Given problem: Rewrite the lines of the entries below as a numbered list, omitting blank lines, starting at the line that contains "[mark] the black pupil" and continuing through the last line of the entries. Include no other lines.

Provided data:
-------------------------
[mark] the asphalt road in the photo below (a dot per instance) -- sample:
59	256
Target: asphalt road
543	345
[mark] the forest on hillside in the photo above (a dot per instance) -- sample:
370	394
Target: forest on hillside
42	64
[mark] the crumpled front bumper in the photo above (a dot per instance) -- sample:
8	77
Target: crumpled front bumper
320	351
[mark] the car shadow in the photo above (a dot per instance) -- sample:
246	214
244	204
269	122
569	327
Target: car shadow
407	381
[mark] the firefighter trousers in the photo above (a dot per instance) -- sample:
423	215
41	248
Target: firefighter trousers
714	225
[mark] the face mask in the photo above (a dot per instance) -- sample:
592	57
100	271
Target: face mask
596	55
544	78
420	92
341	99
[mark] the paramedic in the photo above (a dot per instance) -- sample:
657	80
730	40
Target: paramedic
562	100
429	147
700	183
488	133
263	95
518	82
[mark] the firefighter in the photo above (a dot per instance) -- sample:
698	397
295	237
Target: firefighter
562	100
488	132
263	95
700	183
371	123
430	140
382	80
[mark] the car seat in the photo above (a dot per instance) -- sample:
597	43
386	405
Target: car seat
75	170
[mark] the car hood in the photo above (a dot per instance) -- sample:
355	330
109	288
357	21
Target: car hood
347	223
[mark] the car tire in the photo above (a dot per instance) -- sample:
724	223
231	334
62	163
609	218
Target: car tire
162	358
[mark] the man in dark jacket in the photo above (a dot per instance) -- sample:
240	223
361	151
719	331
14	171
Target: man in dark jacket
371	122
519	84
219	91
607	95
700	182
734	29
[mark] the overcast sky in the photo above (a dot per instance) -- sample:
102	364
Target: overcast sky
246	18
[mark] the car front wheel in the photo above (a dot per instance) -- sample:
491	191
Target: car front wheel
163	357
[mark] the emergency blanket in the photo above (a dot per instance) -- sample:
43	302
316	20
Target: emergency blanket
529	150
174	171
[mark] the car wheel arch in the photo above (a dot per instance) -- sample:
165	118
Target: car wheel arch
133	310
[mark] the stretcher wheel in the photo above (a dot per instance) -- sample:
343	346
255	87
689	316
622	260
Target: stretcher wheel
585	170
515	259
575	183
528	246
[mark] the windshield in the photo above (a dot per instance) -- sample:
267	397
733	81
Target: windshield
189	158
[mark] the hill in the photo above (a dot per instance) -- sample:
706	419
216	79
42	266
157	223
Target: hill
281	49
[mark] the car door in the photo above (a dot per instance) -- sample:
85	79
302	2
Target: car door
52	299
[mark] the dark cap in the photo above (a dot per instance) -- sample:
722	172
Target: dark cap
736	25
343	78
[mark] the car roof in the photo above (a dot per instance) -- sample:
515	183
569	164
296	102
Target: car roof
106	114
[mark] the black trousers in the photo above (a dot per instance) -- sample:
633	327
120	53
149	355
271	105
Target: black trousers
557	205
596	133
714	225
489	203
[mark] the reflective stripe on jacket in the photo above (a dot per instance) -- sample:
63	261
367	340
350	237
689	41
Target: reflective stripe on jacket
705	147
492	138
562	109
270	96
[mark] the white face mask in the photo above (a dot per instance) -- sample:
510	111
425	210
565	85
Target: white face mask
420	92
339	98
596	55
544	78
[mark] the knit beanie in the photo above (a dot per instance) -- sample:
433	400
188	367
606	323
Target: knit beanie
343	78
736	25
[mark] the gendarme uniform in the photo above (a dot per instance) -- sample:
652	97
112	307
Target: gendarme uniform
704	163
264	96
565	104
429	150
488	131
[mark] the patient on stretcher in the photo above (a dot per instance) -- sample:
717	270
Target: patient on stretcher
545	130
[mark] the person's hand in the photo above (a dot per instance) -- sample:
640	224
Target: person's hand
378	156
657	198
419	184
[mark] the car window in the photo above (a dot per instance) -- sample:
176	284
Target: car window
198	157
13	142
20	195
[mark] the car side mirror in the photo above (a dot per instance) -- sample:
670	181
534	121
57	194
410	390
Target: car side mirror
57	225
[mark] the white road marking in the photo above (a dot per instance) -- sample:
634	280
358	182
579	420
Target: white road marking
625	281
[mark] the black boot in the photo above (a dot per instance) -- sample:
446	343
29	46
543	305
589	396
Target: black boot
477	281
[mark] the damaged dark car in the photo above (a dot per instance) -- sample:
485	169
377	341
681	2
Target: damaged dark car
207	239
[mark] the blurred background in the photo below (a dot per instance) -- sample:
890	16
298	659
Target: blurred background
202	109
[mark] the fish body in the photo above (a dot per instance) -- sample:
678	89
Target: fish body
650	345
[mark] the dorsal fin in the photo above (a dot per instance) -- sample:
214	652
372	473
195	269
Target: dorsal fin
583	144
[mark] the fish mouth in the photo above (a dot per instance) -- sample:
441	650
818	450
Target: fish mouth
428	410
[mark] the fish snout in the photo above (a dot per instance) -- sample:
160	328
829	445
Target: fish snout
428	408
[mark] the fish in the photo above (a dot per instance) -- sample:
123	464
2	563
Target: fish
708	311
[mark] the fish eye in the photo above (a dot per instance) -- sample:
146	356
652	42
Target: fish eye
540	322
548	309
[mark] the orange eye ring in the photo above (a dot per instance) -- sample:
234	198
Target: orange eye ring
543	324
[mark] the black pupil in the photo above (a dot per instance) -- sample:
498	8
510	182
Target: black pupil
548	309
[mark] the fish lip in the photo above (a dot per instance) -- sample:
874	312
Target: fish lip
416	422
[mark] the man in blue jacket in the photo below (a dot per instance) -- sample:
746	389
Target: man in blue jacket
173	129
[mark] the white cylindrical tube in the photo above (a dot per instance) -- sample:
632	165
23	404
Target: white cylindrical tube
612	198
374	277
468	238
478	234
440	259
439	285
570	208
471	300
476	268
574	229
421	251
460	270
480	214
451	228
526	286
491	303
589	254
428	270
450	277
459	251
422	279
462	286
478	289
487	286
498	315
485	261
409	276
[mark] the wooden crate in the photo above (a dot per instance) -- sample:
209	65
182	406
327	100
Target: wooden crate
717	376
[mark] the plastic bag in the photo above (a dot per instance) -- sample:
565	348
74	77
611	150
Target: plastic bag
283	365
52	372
-------------------------
Complete response:
1. [mark] the black pupil in the photo above (a dot per instance) -- sample:
2. 498	8
3. 510	182
4. Target: black pupil
5. 548	309
6. [mark] the fish lip in the photo above (a dot per instance) -- sample:
7. 874	312
8. Target: fish lip
9. 416	422
10. [mark] the man in blue jacket in the photo below (a dot per instance) -- sample:
11. 746	389
12. Target: man in blue jacket
13. 173	129
14. [mark] the white cylindrical tube in the photo above (a dot per instance) -- sample:
15. 632	165
16. 23	404
17. Target: white cylindrical tube
18. 612	198
19. 374	277
20. 468	238
21. 478	234
22. 440	259
23. 439	285
24. 570	208
25. 471	300
26. 476	268
27. 574	229
28. 421	251
29. 460	270
30. 480	214
31. 451	228
32. 526	286
33. 491	303
34. 589	254
35. 428	270
36. 450	277
37. 459	251
38. 422	279
39. 462	286
40. 478	289
41. 487	286
42. 498	315
43. 485	261
44. 409	276
45. [mark] the wooden crate in the photo above (a dot per instance) -- sample:
46. 209	65
47. 182	406
48. 327	100
49. Target: wooden crate
50. 717	376
51. [mark] the plastic bag in the photo above (a dot per instance) -- sample:
52. 565	348
53. 74	77
54. 611	150
55. Target: plastic bag
56. 283	365
57. 52	372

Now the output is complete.